▶ SUPPLIED RECORDS:

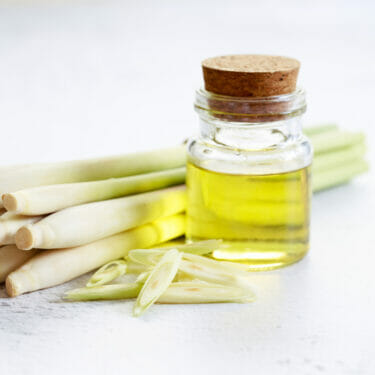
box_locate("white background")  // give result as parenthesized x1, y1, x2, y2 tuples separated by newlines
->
(0, 1, 374, 374)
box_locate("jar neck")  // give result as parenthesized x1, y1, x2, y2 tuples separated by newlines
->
(195, 88, 306, 151)
(199, 117, 303, 151)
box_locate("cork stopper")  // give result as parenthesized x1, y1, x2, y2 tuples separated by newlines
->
(202, 55, 300, 97)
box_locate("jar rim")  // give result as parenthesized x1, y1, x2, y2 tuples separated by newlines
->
(195, 87, 306, 122)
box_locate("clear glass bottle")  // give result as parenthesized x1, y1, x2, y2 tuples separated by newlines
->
(186, 87, 313, 270)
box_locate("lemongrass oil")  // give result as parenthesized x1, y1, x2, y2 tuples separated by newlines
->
(187, 163, 311, 270)
(186, 55, 313, 270)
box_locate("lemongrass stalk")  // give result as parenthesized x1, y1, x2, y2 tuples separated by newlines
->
(64, 281, 255, 304)
(0, 146, 186, 200)
(133, 249, 182, 316)
(86, 260, 127, 287)
(312, 142, 366, 173)
(0, 245, 38, 282)
(303, 124, 338, 136)
(15, 186, 186, 250)
(0, 213, 43, 245)
(6, 214, 185, 296)
(313, 159, 368, 192)
(3, 167, 186, 216)
(310, 131, 365, 154)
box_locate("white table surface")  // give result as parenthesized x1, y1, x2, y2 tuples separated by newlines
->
(0, 1, 374, 374)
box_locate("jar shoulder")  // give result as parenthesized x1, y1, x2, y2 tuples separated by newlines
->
(187, 136, 313, 175)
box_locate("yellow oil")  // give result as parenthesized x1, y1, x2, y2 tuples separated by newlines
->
(186, 162, 311, 270)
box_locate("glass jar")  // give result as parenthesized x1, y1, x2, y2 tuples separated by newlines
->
(186, 88, 313, 270)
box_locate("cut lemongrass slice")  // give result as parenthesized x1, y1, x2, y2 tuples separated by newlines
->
(158, 281, 255, 304)
(128, 239, 222, 267)
(157, 239, 222, 255)
(128, 249, 165, 267)
(86, 260, 127, 287)
(64, 283, 142, 301)
(182, 253, 251, 278)
(126, 261, 149, 274)
(136, 271, 150, 283)
(133, 249, 182, 317)
(179, 255, 252, 289)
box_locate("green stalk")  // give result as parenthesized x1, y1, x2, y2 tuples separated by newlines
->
(312, 142, 366, 173)
(3, 167, 186, 216)
(0, 146, 186, 205)
(309, 130, 365, 154)
(313, 159, 369, 192)
(303, 124, 338, 136)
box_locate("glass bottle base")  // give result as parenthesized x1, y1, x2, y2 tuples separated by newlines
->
(187, 237, 309, 271)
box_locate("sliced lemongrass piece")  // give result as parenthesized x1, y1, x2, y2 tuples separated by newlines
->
(158, 239, 222, 255)
(86, 260, 127, 287)
(158, 281, 255, 304)
(182, 253, 251, 278)
(136, 271, 150, 283)
(128, 239, 223, 267)
(128, 249, 165, 267)
(64, 283, 142, 301)
(179, 256, 252, 289)
(126, 261, 149, 274)
(133, 249, 182, 317)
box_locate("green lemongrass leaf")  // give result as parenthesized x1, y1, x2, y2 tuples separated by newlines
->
(157, 281, 255, 304)
(64, 283, 142, 301)
(86, 260, 127, 287)
(133, 249, 182, 317)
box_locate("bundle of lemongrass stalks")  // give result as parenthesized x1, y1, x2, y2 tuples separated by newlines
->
(0, 124, 368, 302)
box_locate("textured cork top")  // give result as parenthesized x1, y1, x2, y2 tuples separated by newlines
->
(202, 54, 300, 97)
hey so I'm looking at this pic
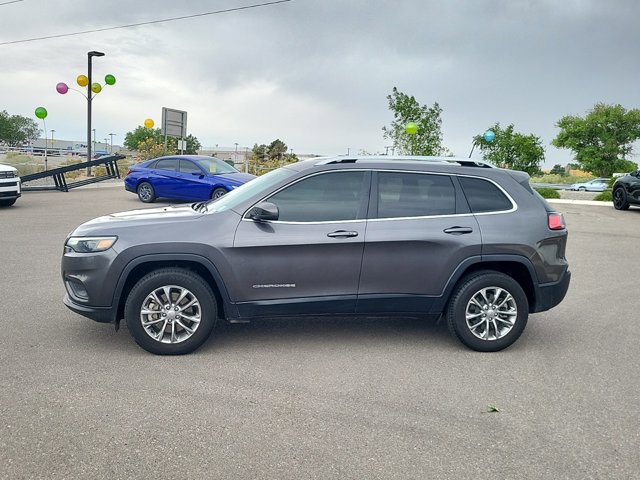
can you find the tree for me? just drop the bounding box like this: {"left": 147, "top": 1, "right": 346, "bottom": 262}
{"left": 549, "top": 164, "right": 567, "bottom": 176}
{"left": 124, "top": 126, "right": 163, "bottom": 151}
{"left": 124, "top": 125, "right": 201, "bottom": 155}
{"left": 136, "top": 137, "right": 175, "bottom": 161}
{"left": 248, "top": 140, "right": 297, "bottom": 175}
{"left": 473, "top": 123, "right": 545, "bottom": 175}
{"left": 0, "top": 110, "right": 40, "bottom": 147}
{"left": 382, "top": 87, "right": 447, "bottom": 156}
{"left": 552, "top": 103, "right": 640, "bottom": 177}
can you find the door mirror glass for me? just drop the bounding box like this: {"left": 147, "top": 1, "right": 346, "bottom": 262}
{"left": 248, "top": 202, "right": 279, "bottom": 221}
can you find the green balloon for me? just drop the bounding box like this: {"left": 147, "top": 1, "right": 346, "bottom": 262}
{"left": 35, "top": 107, "right": 48, "bottom": 119}
{"left": 405, "top": 122, "right": 418, "bottom": 135}
{"left": 104, "top": 74, "right": 116, "bottom": 86}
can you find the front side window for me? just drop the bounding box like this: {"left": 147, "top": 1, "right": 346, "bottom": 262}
{"left": 376, "top": 172, "right": 456, "bottom": 218}
{"left": 267, "top": 171, "right": 368, "bottom": 222}
{"left": 155, "top": 159, "right": 178, "bottom": 171}
{"left": 458, "top": 176, "right": 513, "bottom": 213}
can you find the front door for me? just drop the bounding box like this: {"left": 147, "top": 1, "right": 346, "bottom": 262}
{"left": 231, "top": 170, "right": 371, "bottom": 317}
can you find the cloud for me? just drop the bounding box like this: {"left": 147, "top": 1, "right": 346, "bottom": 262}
{"left": 1, "top": 0, "right": 639, "bottom": 164}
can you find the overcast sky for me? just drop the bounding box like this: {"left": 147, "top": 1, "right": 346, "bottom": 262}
{"left": 1, "top": 0, "right": 639, "bottom": 166}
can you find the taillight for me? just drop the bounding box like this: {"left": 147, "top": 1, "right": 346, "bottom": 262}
{"left": 126, "top": 169, "right": 133, "bottom": 176}
{"left": 548, "top": 212, "right": 566, "bottom": 230}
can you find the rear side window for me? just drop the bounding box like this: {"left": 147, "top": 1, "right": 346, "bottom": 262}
{"left": 458, "top": 176, "right": 513, "bottom": 213}
{"left": 377, "top": 172, "right": 456, "bottom": 218}
{"left": 155, "top": 159, "right": 178, "bottom": 171}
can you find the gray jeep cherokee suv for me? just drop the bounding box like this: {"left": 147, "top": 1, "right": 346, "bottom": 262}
{"left": 62, "top": 156, "right": 570, "bottom": 355}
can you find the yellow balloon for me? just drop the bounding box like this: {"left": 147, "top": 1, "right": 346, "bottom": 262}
{"left": 77, "top": 75, "right": 89, "bottom": 87}
{"left": 91, "top": 83, "right": 102, "bottom": 94}
{"left": 144, "top": 118, "right": 155, "bottom": 129}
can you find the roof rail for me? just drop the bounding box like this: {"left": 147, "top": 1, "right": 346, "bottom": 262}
{"left": 314, "top": 156, "right": 495, "bottom": 168}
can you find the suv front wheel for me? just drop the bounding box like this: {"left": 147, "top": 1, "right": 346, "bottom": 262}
{"left": 447, "top": 271, "right": 528, "bottom": 352}
{"left": 125, "top": 268, "right": 217, "bottom": 355}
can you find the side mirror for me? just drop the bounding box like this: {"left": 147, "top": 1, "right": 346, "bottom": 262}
{"left": 247, "top": 202, "right": 279, "bottom": 221}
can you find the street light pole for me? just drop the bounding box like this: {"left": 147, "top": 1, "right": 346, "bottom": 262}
{"left": 86, "top": 50, "right": 104, "bottom": 175}
{"left": 109, "top": 133, "right": 115, "bottom": 154}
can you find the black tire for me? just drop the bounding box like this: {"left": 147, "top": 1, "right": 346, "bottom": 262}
{"left": 446, "top": 271, "right": 529, "bottom": 352}
{"left": 578, "top": 187, "right": 586, "bottom": 192}
{"left": 125, "top": 268, "right": 217, "bottom": 355}
{"left": 137, "top": 181, "right": 156, "bottom": 203}
{"left": 0, "top": 198, "right": 16, "bottom": 207}
{"left": 211, "top": 187, "right": 227, "bottom": 200}
{"left": 613, "top": 187, "right": 630, "bottom": 210}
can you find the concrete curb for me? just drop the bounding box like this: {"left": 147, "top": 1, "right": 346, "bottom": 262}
{"left": 548, "top": 199, "right": 612, "bottom": 207}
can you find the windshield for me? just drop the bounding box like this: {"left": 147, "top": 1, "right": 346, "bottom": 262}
{"left": 206, "top": 167, "right": 297, "bottom": 213}
{"left": 195, "top": 157, "right": 240, "bottom": 174}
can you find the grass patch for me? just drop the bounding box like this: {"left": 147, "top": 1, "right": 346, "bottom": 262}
{"left": 593, "top": 190, "right": 612, "bottom": 202}
{"left": 530, "top": 173, "right": 598, "bottom": 185}
{"left": 534, "top": 187, "right": 561, "bottom": 199}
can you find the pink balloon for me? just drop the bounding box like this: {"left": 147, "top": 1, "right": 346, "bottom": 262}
{"left": 56, "top": 82, "right": 68, "bottom": 94}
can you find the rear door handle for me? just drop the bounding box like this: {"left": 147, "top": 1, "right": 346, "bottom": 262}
{"left": 443, "top": 226, "right": 473, "bottom": 235}
{"left": 327, "top": 230, "right": 359, "bottom": 238}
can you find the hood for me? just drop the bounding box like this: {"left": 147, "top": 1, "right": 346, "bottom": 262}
{"left": 0, "top": 163, "right": 18, "bottom": 173}
{"left": 72, "top": 204, "right": 204, "bottom": 235}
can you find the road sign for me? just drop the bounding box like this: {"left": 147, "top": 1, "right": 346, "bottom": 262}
{"left": 161, "top": 107, "right": 187, "bottom": 138}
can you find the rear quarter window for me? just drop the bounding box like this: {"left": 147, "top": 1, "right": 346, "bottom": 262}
{"left": 458, "top": 176, "right": 513, "bottom": 213}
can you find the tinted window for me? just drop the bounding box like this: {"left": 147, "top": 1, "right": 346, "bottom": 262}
{"left": 179, "top": 160, "right": 202, "bottom": 174}
{"left": 155, "top": 159, "right": 178, "bottom": 171}
{"left": 268, "top": 172, "right": 367, "bottom": 222}
{"left": 377, "top": 172, "right": 456, "bottom": 218}
{"left": 458, "top": 176, "right": 513, "bottom": 213}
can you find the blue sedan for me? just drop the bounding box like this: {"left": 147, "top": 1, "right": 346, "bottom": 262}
{"left": 124, "top": 155, "right": 256, "bottom": 203}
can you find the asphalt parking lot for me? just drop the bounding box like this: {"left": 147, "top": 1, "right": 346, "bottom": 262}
{"left": 1, "top": 186, "right": 639, "bottom": 480}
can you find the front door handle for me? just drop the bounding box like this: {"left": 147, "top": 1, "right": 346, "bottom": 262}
{"left": 327, "top": 230, "right": 359, "bottom": 238}
{"left": 443, "top": 226, "right": 473, "bottom": 235}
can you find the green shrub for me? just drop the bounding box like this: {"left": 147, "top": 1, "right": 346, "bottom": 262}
{"left": 534, "top": 187, "right": 561, "bottom": 199}
{"left": 593, "top": 190, "right": 612, "bottom": 202}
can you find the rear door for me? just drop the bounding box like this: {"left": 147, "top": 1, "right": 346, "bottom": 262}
{"left": 231, "top": 170, "right": 371, "bottom": 316}
{"left": 151, "top": 158, "right": 179, "bottom": 198}
{"left": 357, "top": 170, "right": 481, "bottom": 314}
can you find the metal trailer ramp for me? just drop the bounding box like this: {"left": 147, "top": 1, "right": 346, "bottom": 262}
{"left": 20, "top": 155, "right": 125, "bottom": 192}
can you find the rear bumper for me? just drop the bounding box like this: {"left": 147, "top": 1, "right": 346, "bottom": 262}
{"left": 533, "top": 269, "right": 571, "bottom": 313}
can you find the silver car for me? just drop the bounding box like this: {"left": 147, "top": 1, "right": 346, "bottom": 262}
{"left": 569, "top": 178, "right": 608, "bottom": 191}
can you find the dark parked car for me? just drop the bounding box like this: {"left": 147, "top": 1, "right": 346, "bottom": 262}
{"left": 612, "top": 170, "right": 640, "bottom": 210}
{"left": 62, "top": 156, "right": 571, "bottom": 355}
{"left": 124, "top": 155, "right": 255, "bottom": 203}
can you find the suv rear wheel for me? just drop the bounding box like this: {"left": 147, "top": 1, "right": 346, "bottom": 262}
{"left": 125, "top": 268, "right": 217, "bottom": 355}
{"left": 447, "top": 271, "right": 528, "bottom": 352}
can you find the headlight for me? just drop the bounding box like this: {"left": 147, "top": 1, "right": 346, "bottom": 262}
{"left": 65, "top": 236, "right": 117, "bottom": 253}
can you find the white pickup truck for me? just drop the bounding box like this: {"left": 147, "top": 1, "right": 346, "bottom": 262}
{"left": 0, "top": 163, "right": 21, "bottom": 207}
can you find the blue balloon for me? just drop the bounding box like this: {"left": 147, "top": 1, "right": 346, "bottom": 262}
{"left": 483, "top": 130, "right": 496, "bottom": 142}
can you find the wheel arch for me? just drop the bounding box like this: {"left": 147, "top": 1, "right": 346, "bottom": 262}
{"left": 434, "top": 256, "right": 539, "bottom": 314}
{"left": 113, "top": 254, "right": 237, "bottom": 323}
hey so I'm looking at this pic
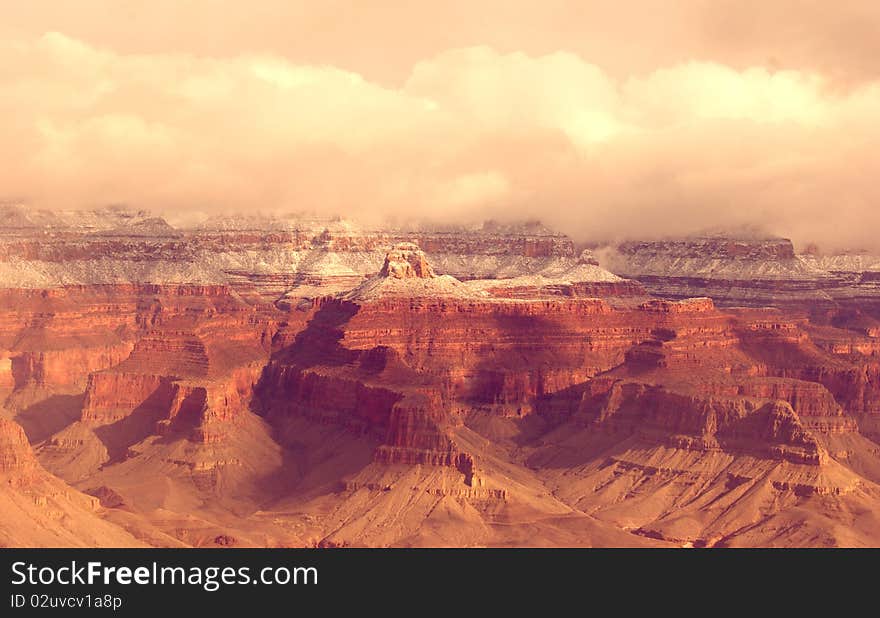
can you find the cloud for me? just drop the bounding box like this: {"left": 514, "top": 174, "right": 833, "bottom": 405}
{"left": 5, "top": 2, "right": 880, "bottom": 86}
{"left": 1, "top": 33, "right": 879, "bottom": 250}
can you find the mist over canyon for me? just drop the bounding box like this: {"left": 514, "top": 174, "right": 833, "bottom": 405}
{"left": 3, "top": 26, "right": 880, "bottom": 252}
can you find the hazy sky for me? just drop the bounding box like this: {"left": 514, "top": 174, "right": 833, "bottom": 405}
{"left": 2, "top": 2, "right": 879, "bottom": 248}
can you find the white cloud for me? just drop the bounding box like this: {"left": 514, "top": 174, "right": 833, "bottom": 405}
{"left": 1, "top": 33, "right": 879, "bottom": 249}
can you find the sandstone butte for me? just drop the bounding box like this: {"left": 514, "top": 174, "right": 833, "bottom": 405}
{"left": 4, "top": 209, "right": 880, "bottom": 547}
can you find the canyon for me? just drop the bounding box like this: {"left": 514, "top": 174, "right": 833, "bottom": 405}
{"left": 4, "top": 205, "right": 880, "bottom": 547}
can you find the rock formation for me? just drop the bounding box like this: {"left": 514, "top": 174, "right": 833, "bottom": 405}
{"left": 0, "top": 417, "right": 146, "bottom": 547}
{"left": 599, "top": 235, "right": 880, "bottom": 310}
{"left": 379, "top": 242, "right": 436, "bottom": 279}
{"left": 5, "top": 210, "right": 880, "bottom": 546}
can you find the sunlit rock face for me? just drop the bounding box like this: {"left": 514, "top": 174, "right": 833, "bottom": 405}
{"left": 379, "top": 243, "right": 436, "bottom": 279}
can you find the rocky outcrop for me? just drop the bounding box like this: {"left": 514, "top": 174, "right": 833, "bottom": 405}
{"left": 80, "top": 372, "right": 174, "bottom": 423}
{"left": 7, "top": 283, "right": 283, "bottom": 493}
{"left": 600, "top": 235, "right": 880, "bottom": 309}
{"left": 0, "top": 418, "right": 38, "bottom": 484}
{"left": 80, "top": 354, "right": 269, "bottom": 445}
{"left": 379, "top": 243, "right": 435, "bottom": 279}
{"left": 580, "top": 379, "right": 824, "bottom": 465}
{"left": 0, "top": 284, "right": 271, "bottom": 410}
{"left": 617, "top": 237, "right": 798, "bottom": 261}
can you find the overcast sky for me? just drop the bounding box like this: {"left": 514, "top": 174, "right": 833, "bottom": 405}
{"left": 2, "top": 2, "right": 879, "bottom": 249}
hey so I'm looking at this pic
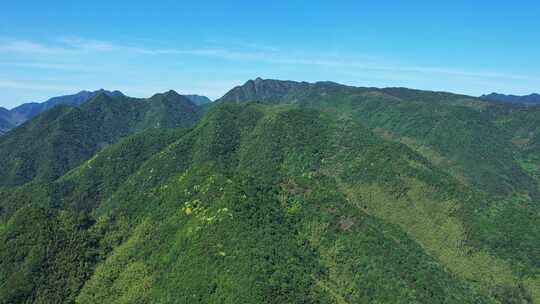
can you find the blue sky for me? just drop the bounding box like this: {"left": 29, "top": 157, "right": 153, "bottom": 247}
{"left": 1, "top": 0, "right": 539, "bottom": 108}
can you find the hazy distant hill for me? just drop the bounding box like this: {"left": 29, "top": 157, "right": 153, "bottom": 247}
{"left": 0, "top": 90, "right": 213, "bottom": 135}
{"left": 183, "top": 94, "right": 212, "bottom": 105}
{"left": 0, "top": 90, "right": 125, "bottom": 136}
{"left": 9, "top": 89, "right": 124, "bottom": 124}
{"left": 481, "top": 92, "right": 540, "bottom": 104}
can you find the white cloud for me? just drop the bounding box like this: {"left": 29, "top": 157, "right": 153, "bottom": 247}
{"left": 3, "top": 36, "right": 536, "bottom": 83}
{"left": 59, "top": 37, "right": 119, "bottom": 52}
{"left": 0, "top": 61, "right": 102, "bottom": 72}
{"left": 261, "top": 57, "right": 540, "bottom": 82}
{"left": 1, "top": 36, "right": 538, "bottom": 99}
{"left": 0, "top": 79, "right": 77, "bottom": 91}
{"left": 0, "top": 40, "right": 72, "bottom": 55}
{"left": 205, "top": 39, "right": 280, "bottom": 52}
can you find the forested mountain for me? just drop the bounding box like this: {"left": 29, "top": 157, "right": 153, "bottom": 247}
{"left": 220, "top": 79, "right": 540, "bottom": 198}
{"left": 0, "top": 79, "right": 538, "bottom": 303}
{"left": 0, "top": 90, "right": 212, "bottom": 136}
{"left": 481, "top": 92, "right": 540, "bottom": 104}
{"left": 4, "top": 90, "right": 125, "bottom": 129}
{"left": 0, "top": 90, "right": 201, "bottom": 187}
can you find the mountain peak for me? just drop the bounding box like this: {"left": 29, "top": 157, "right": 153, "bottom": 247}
{"left": 151, "top": 91, "right": 212, "bottom": 106}
{"left": 93, "top": 89, "right": 124, "bottom": 97}
{"left": 217, "top": 78, "right": 313, "bottom": 104}
{"left": 164, "top": 89, "right": 181, "bottom": 97}
{"left": 2, "top": 89, "right": 127, "bottom": 131}
{"left": 151, "top": 90, "right": 183, "bottom": 101}
{"left": 93, "top": 90, "right": 113, "bottom": 99}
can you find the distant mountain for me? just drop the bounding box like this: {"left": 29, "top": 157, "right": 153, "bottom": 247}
{"left": 481, "top": 92, "right": 540, "bottom": 104}
{"left": 218, "top": 77, "right": 312, "bottom": 104}
{"left": 0, "top": 107, "right": 13, "bottom": 135}
{"left": 0, "top": 90, "right": 201, "bottom": 186}
{"left": 0, "top": 90, "right": 125, "bottom": 135}
{"left": 0, "top": 90, "right": 213, "bottom": 135}
{"left": 0, "top": 107, "right": 10, "bottom": 116}
{"left": 183, "top": 94, "right": 212, "bottom": 105}
{"left": 8, "top": 89, "right": 125, "bottom": 124}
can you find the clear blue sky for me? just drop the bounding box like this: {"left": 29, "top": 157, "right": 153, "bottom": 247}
{"left": 1, "top": 0, "right": 539, "bottom": 108}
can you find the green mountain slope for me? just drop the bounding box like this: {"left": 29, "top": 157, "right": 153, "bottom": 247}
{"left": 0, "top": 91, "right": 201, "bottom": 187}
{"left": 0, "top": 90, "right": 214, "bottom": 135}
{"left": 1, "top": 102, "right": 538, "bottom": 303}
{"left": 0, "top": 90, "right": 125, "bottom": 135}
{"left": 218, "top": 79, "right": 539, "bottom": 199}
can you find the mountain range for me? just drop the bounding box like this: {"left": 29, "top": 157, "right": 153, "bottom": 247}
{"left": 0, "top": 90, "right": 202, "bottom": 187}
{"left": 0, "top": 90, "right": 212, "bottom": 135}
{"left": 481, "top": 92, "right": 540, "bottom": 104}
{"left": 0, "top": 78, "right": 539, "bottom": 304}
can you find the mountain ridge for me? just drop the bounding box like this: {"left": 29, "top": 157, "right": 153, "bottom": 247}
{"left": 9, "top": 89, "right": 125, "bottom": 122}
{"left": 217, "top": 78, "right": 539, "bottom": 198}
{"left": 481, "top": 92, "right": 540, "bottom": 104}
{"left": 0, "top": 90, "right": 212, "bottom": 135}
{"left": 217, "top": 78, "right": 480, "bottom": 104}
{"left": 0, "top": 90, "right": 125, "bottom": 135}
{"left": 0, "top": 90, "right": 202, "bottom": 186}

▶ WHAT YOU NEED TO DO: Where in the records does the word "cork" appear? Copy each line that holds it.

▶ TASK OUTPUT:
box_locate("cork stopper")  // give result as parenthesized x1, y1, x2, y2 tuples separated by newlines
box_locate("textured cork top")  // give result as parenthesized x1, y1, x2, y2 tuples separated by newlines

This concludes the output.